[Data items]
[start]
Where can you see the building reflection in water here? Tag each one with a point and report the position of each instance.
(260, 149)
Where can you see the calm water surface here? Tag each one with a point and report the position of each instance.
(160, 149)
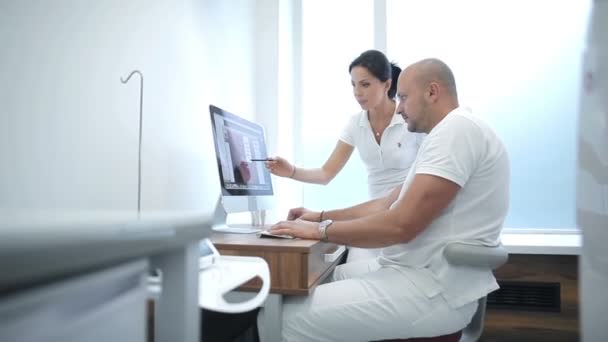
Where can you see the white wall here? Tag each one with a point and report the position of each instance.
(68, 126)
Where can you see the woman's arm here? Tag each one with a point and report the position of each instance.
(323, 175)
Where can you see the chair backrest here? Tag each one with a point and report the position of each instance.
(460, 253)
(488, 257)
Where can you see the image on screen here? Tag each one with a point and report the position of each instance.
(237, 142)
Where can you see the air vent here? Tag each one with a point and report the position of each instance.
(526, 296)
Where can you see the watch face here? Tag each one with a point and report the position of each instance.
(325, 223)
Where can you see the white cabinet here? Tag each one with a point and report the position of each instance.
(105, 305)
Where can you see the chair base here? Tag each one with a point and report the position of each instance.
(455, 337)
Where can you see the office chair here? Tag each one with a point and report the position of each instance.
(459, 253)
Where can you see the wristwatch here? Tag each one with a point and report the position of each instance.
(323, 225)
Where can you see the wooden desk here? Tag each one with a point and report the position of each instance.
(296, 266)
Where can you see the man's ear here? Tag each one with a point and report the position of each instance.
(433, 91)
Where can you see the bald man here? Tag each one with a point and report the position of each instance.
(457, 190)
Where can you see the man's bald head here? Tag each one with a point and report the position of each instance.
(434, 70)
(427, 93)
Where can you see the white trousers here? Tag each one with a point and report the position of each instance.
(367, 302)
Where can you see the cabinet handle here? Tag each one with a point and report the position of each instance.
(331, 257)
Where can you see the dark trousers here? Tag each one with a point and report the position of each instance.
(223, 327)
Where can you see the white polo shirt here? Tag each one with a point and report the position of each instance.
(387, 163)
(464, 150)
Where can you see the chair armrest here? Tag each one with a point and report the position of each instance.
(460, 253)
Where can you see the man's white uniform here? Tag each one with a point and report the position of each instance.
(410, 290)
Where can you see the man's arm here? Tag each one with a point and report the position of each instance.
(426, 197)
(424, 200)
(364, 209)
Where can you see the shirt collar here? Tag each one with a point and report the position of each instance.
(364, 122)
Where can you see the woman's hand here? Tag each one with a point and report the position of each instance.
(280, 167)
(303, 214)
(298, 228)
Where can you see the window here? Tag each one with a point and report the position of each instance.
(517, 64)
(333, 34)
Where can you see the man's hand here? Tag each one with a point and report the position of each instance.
(303, 214)
(298, 228)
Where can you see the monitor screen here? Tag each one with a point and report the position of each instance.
(237, 142)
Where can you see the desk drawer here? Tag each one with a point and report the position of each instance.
(292, 271)
(318, 262)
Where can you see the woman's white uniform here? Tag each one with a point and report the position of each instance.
(387, 163)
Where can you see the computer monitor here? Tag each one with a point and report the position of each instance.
(246, 185)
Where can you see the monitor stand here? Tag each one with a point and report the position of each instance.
(257, 219)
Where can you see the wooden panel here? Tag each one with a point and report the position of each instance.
(516, 325)
(296, 266)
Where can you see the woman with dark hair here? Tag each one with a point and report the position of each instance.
(386, 147)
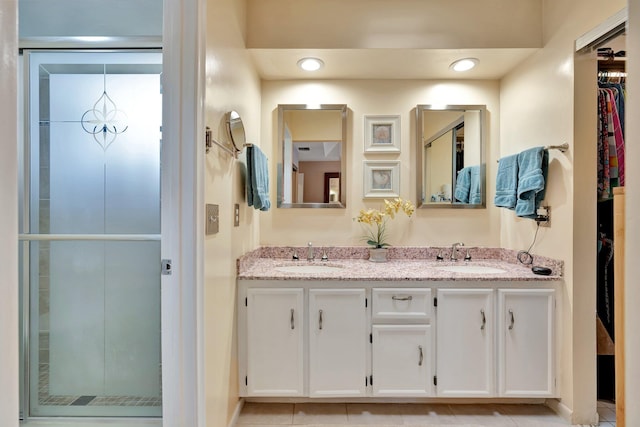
[end]
▶ **Written problem**
Copy out every line of the data above word for word, leaving out the pictures.

▶ **Response**
Where can you see the building reflection in water here? Tag each one with a point and report the position of each instance.
(260, 149)
Where can you see the calm water surface here? Tag each one with a point and report the position of each instance.
(160, 149)
Where can you see the white wall here? Tag each one with a point and report the position of each instance.
(68, 126)
Where can you see the woman's arm here? Tag each one with a point and report the position of each instance.
(323, 175)
Where can you see the chair backrest here? Tag each one with a point and report the position of each instance.
(460, 253)
(488, 257)
Where can you see the image on screen here? Tag each one with a point and report the position of each instance.
(237, 142)
Where can you see the air vent here? Tag each one with a point and report the position of each instance.
(526, 296)
Where can you see the watch face here? Tag each one with a point and report the position of each instance.
(325, 223)
Where can you see the white cabinet here? Tag each one with a point and report the position of each instance.
(105, 305)
Where can you see the chair base here? Tag each one with a point and report the position of each instance.
(455, 337)
Where can you see the office chair here? Tag each one with a point and report the position of each instance.
(459, 253)
Where can you see the wristwatch here? Tag each one with a point and report the position of each instance.
(323, 225)
Where can you see the wooden desk here? Tag each one with a point and report the position of each instance.
(296, 266)
Where can you see the man's ear here? Tag each one with a point and report the position of each instance.
(433, 91)
Where can you see the bald man here? Tag each one with a point and report the position of each instance.
(457, 190)
Where can you see the man's bald head here? Tag each one with a point and report the position of each instance.
(434, 70)
(427, 93)
Where can you see the white trousers here? Tag each one with a point and report the position of each instance.
(367, 302)
Where can you see the cabinet handle here? Tag each one with a point and report the position of each instance.
(331, 257)
Where can you see the dark trousers here? Tag each one with a point and report the position of each instance.
(223, 327)
Where can you see the white polo shirt here? Tag each one with a point and report the position of each instance.
(387, 163)
(464, 150)
Where can you see the chair armrest here? Tag each one with a point and report the position of each instance.
(460, 253)
Where can you see the man's white uniform here? Tag each one with a point and report the position of each instance.
(410, 290)
Where can you see the man's arm here? Tag each one with a point and report the position of each instance.
(426, 197)
(424, 200)
(364, 209)
Where can you see the shirt collar here? Tag each one with a point and report the position of each instance.
(364, 122)
Where can you see the woman's hand here? Tag each one with a point and report the position of each instance.
(280, 167)
(303, 214)
(298, 228)
Where can you see the window here? Tag each one with a point and report the position of each instance.
(517, 64)
(333, 34)
Where can you see the man's hand here? Tag each one with a point and report the position of each instance.
(303, 214)
(298, 228)
Where can you see the monitor screen here? Tag each one with a point and report the position of each instance.
(237, 142)
Where can you see the desk drawer here? Tag each one with a point and report the position of each instance.
(292, 271)
(318, 262)
Where can you see the woman's white uniform here? Tag each one with a point and report the position of each instance.
(387, 163)
Where can you see the computer monitor here? Tag each one with a point and report the position of each instance.
(246, 185)
Where can you see the monitor stand here? Tag each one with a point and report the position of each instance.
(257, 219)
Where can you see the wooden panel here? Tag each one with a point and report the position of each instance.
(516, 325)
(296, 266)
Where can you see the woman with dark hair here? Tag each one with a point and report the position of each instance.
(386, 147)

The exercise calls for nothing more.